Work to do
Locate the line that contains "point: dealership building". Reproduce it and all following lines up to the end of the material, exactly and with nothing added.

(A run of records)
━━━━━━━━━━━━━━━━━━━━
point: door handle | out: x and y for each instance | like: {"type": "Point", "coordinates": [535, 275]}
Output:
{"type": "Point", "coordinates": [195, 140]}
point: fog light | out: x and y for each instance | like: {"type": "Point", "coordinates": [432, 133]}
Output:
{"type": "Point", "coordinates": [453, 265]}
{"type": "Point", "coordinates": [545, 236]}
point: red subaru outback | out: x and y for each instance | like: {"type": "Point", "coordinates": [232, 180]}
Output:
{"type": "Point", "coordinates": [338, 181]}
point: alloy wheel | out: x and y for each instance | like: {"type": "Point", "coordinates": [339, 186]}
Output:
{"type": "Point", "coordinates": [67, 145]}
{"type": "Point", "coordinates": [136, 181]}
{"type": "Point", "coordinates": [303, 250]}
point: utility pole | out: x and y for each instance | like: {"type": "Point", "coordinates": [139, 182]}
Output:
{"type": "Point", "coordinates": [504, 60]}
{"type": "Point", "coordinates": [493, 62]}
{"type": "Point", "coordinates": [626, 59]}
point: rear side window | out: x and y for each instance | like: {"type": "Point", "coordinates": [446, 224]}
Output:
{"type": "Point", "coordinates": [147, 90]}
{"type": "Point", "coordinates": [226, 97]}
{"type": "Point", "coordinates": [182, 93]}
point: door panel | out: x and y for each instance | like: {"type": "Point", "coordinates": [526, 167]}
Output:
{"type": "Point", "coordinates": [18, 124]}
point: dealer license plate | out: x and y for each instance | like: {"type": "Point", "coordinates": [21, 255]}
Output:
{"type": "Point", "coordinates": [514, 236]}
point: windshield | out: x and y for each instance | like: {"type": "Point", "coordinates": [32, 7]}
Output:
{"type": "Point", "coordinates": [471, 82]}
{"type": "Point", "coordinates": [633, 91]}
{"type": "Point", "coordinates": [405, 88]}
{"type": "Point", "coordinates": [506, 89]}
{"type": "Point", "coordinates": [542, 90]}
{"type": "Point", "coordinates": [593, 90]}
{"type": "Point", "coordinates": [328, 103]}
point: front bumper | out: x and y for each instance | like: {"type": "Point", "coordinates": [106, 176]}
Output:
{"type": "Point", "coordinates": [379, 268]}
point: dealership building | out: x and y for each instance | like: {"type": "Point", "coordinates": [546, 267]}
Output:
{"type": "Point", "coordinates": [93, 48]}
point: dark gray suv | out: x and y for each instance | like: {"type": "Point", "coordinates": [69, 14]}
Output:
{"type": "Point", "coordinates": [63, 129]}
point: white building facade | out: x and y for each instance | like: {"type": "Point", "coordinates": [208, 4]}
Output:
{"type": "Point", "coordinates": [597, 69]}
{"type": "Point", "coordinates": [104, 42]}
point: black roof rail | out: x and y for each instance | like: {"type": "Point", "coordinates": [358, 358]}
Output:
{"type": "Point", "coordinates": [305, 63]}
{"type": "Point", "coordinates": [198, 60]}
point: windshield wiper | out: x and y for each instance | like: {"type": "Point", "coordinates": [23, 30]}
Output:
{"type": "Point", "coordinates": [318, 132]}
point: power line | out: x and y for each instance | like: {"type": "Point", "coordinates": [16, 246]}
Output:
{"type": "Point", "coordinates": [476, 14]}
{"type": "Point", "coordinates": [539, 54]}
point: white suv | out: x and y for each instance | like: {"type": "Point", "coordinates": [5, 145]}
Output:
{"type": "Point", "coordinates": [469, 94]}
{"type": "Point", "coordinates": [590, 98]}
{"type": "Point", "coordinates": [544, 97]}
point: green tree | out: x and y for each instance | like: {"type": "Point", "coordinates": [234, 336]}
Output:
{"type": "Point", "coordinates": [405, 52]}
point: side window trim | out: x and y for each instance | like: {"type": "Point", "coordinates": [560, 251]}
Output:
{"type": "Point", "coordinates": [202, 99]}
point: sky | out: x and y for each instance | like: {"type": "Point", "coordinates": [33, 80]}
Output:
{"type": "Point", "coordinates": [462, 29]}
━━━━━━━━━━━━━━━━━━━━
Exercise output
point: dealership building | out: x and y for each instance | like: {"type": "Point", "coordinates": [546, 267]}
Output:
{"type": "Point", "coordinates": [93, 48]}
point: dark gray suv | out: x and y for each instance | like: {"type": "Point", "coordinates": [69, 14]}
Output:
{"type": "Point", "coordinates": [63, 129]}
point: white building facade | out: x and y for each instance | like: {"type": "Point", "coordinates": [208, 4]}
Output:
{"type": "Point", "coordinates": [597, 69]}
{"type": "Point", "coordinates": [104, 42]}
point: black roof rail | out: x and y for each instance | like: {"type": "Point", "coordinates": [358, 358]}
Output:
{"type": "Point", "coordinates": [305, 63]}
{"type": "Point", "coordinates": [198, 60]}
point: windshield wiper | out: x and y for each instance | like: {"type": "Point", "coordinates": [23, 30]}
Output:
{"type": "Point", "coordinates": [318, 132]}
point: power line | out: x and y for each instance | like: {"type": "Point", "coordinates": [16, 246]}
Output:
{"type": "Point", "coordinates": [476, 14]}
{"type": "Point", "coordinates": [539, 54]}
point: white suv | out: x and y for each instance | like: {"type": "Point", "coordinates": [5, 145]}
Output:
{"type": "Point", "coordinates": [469, 94]}
{"type": "Point", "coordinates": [590, 98]}
{"type": "Point", "coordinates": [544, 97]}
point: green tree | out: x and y for each instance | like: {"type": "Point", "coordinates": [234, 336]}
Output:
{"type": "Point", "coordinates": [405, 52]}
point: side window trim | out: x and y for each instance | like: {"type": "Point", "coordinates": [560, 251]}
Output:
{"type": "Point", "coordinates": [202, 99]}
point: sky | out: x and y for each instance | like: {"type": "Point", "coordinates": [33, 80]}
Output:
{"type": "Point", "coordinates": [462, 29]}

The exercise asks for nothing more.